**WHAT IS REQUIRED**
Beginning with the line where "hat and give integer pixel coordinates." appears, retype every remaining line of the data below, both the first and last included.

[Records from a point labeling set]
______

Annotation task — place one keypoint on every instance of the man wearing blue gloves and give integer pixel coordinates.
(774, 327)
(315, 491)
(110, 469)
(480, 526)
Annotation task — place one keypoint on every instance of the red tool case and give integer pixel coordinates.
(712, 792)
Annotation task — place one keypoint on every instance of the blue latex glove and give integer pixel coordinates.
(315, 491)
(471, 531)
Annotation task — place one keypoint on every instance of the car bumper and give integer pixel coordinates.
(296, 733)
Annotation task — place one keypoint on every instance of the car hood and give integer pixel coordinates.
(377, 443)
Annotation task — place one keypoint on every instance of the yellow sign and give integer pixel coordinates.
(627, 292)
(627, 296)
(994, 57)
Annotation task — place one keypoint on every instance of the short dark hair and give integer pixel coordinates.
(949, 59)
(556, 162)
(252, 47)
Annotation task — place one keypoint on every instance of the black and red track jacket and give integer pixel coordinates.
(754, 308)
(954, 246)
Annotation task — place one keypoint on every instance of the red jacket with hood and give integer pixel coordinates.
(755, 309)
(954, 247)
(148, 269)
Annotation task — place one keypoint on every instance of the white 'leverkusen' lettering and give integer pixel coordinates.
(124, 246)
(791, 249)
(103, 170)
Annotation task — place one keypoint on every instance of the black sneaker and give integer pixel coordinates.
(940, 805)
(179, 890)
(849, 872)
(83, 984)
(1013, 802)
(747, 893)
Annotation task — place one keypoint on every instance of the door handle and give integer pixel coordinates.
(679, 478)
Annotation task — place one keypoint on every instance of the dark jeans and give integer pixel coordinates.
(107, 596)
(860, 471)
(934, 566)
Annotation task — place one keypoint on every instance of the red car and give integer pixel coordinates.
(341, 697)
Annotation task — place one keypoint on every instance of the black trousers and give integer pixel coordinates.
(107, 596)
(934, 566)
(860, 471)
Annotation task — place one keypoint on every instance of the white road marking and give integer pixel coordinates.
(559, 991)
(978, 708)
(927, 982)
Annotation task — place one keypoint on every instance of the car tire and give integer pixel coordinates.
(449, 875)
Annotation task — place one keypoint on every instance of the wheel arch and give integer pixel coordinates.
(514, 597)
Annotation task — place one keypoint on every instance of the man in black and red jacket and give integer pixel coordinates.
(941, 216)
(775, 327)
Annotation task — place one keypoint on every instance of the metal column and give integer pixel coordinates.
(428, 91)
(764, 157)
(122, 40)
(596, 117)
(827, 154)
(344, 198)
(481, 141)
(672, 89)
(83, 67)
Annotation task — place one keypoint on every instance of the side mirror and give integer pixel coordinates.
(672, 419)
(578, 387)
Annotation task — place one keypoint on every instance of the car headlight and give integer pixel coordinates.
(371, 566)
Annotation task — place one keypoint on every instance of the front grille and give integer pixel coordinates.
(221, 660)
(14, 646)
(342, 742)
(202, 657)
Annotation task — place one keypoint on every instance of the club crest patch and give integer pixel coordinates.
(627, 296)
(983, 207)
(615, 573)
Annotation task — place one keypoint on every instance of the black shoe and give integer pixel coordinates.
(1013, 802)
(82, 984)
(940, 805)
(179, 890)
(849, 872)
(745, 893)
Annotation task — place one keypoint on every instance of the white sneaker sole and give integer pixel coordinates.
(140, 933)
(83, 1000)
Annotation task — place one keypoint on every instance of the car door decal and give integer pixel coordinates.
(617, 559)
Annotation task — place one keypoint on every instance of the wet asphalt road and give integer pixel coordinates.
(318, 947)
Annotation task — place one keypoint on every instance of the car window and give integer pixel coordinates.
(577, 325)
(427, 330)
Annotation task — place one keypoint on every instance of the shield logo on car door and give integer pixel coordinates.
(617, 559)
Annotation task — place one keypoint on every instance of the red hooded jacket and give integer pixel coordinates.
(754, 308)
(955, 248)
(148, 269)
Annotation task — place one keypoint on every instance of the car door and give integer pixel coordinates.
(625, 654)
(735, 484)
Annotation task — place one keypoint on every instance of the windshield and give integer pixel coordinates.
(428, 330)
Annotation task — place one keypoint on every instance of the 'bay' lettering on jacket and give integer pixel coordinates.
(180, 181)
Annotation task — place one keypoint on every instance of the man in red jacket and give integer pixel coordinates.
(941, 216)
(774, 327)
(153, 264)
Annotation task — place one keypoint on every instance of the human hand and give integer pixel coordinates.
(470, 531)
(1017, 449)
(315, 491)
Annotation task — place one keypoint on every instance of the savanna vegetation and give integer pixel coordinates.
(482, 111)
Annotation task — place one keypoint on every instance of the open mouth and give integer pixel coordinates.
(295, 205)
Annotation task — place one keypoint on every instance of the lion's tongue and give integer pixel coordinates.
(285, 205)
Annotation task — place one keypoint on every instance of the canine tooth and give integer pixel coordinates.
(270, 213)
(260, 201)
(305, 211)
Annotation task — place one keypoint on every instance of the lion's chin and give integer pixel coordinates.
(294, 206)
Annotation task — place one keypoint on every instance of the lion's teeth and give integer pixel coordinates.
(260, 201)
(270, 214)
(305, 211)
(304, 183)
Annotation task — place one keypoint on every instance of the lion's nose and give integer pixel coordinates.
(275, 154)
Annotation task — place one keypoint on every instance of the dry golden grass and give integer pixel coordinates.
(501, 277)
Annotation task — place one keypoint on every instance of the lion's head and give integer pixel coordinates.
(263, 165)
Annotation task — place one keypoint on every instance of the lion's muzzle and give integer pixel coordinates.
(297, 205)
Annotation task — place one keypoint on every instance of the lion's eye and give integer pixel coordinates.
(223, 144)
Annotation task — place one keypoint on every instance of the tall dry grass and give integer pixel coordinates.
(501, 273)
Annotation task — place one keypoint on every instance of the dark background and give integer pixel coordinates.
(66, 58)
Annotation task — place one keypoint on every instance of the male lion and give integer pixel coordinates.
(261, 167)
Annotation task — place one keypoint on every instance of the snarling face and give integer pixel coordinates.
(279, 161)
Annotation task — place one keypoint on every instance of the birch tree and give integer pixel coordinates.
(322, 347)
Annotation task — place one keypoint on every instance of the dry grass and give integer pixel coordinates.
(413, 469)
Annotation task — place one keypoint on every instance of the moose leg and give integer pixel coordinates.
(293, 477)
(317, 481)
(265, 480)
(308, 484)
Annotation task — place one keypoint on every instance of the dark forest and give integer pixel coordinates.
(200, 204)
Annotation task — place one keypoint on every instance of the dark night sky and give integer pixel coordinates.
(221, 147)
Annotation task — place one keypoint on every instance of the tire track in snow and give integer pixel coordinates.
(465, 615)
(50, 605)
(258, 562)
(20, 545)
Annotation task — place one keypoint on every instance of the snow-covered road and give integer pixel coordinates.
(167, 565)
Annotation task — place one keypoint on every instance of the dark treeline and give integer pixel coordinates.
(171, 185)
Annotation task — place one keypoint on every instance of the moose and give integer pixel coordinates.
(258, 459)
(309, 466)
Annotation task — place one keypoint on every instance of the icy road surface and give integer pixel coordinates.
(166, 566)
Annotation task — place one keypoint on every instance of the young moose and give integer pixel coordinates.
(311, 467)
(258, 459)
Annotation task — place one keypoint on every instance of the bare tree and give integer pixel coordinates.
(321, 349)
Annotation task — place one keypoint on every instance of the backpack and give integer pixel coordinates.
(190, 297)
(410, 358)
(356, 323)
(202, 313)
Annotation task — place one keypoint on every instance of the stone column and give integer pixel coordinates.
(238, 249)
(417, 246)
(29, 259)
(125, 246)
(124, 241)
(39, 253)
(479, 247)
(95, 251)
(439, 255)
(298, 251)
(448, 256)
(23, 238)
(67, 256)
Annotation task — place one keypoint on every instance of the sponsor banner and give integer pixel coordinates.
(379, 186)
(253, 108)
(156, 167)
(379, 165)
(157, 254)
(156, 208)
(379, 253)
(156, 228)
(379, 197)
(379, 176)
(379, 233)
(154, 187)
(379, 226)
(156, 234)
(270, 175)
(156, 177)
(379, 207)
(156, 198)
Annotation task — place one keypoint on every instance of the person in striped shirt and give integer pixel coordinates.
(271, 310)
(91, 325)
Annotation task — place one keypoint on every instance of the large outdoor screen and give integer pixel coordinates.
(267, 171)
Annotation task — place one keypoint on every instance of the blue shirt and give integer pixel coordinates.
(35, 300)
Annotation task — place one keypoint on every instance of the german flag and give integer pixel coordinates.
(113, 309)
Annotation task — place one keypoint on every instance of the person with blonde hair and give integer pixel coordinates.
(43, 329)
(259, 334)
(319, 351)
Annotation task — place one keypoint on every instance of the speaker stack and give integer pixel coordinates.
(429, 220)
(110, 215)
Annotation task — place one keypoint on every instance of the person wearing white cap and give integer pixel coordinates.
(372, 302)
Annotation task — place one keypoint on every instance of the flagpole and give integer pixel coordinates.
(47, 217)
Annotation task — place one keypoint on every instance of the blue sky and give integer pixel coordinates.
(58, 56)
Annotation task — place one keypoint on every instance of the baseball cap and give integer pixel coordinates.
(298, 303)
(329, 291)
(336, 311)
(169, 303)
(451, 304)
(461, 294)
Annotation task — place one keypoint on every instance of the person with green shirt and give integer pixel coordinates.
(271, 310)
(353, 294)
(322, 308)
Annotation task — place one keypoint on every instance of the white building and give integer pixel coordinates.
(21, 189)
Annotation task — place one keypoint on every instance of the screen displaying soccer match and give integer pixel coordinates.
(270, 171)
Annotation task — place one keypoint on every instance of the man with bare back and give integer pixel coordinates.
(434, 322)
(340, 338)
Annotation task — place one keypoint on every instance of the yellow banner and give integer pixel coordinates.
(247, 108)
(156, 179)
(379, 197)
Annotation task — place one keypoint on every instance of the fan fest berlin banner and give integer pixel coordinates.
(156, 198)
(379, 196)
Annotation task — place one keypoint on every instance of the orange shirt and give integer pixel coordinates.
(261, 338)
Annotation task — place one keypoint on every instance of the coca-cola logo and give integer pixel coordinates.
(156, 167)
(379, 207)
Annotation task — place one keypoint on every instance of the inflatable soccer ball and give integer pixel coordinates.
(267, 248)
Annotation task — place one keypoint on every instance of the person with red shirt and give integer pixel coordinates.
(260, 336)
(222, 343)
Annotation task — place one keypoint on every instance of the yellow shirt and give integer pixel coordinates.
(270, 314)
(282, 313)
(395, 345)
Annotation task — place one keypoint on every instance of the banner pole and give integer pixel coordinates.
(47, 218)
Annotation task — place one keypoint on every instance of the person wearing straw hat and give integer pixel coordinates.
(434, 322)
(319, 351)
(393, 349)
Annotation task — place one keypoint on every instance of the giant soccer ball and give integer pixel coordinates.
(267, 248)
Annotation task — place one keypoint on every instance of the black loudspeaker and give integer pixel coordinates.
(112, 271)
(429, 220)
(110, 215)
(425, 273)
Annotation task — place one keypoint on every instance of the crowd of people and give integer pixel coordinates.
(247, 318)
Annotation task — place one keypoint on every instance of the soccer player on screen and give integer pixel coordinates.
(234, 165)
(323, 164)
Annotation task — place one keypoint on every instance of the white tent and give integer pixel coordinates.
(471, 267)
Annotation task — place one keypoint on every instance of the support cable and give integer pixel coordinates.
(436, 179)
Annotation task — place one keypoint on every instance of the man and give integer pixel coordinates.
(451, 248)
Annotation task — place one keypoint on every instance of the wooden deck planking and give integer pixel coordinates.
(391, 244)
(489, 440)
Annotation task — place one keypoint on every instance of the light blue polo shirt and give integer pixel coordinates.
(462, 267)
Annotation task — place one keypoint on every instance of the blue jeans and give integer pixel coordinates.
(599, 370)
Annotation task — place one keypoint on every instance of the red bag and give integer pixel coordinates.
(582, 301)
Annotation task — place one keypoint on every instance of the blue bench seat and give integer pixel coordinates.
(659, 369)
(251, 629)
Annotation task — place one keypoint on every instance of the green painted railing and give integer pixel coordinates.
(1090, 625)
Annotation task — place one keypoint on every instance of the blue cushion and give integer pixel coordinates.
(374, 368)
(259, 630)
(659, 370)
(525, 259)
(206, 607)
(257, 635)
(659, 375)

______

**THE OUTPUT**
Annotation task — place one keypoint on every instance of the person wearing straw hat and give integer pixel coordinates.
(434, 322)
(319, 351)
(393, 349)
Annotation task — place one keypoint on every instance of the giant soccer ball and give integer pixel coordinates.
(267, 248)
Annotation task — place one keypoint on every instance of the black loudspeaker and give integer pixel coordinates.
(112, 271)
(429, 220)
(110, 215)
(425, 273)
Annotation task — place one keypoint on every instance of the crowd of people and give integer pixel coordinates.
(247, 318)
Annotation task — place one keypoint on every instance of the soccer player on screen and give integer pixel coordinates.
(234, 165)
(323, 164)
Annotation task — place one keypoint on every instance of the white tent and give integer pixel coordinates.
(471, 267)
Annotation task — place one keypoint on every instance of the support cable and give integer pixel coordinates.
(436, 179)
Annotation task — place one keypoint on every instance of the man and give integer pixel coordinates.
(451, 248)
Annotation task — place one keypoint on every instance of the wooden deck planking and give integer pixel coordinates.
(391, 244)
(489, 440)
Annotation task — place one keypoint on every instance of the light blue polo shirt and give integer pixel coordinates.
(462, 267)
Annotation task — place one keypoint on every instance of the blue jeans and give integer pixel coordinates.
(599, 370)
Annotation task — place one keypoint on every instance of the red bag and give integer pixel coordinates.
(582, 301)
Annotation task — place one keypoint on every instance of the blue bench seat and give integer pixel coordinates.
(659, 369)
(251, 629)
Annotation task — place one keypoint on every instance of the green painted railing and give integer pixel coordinates.
(1090, 625)
Annotation task — place one keypoint on every instance of the blue cushion and give integer pixel coordinates.
(374, 368)
(259, 630)
(659, 370)
(525, 259)
(206, 607)
(257, 635)
(659, 375)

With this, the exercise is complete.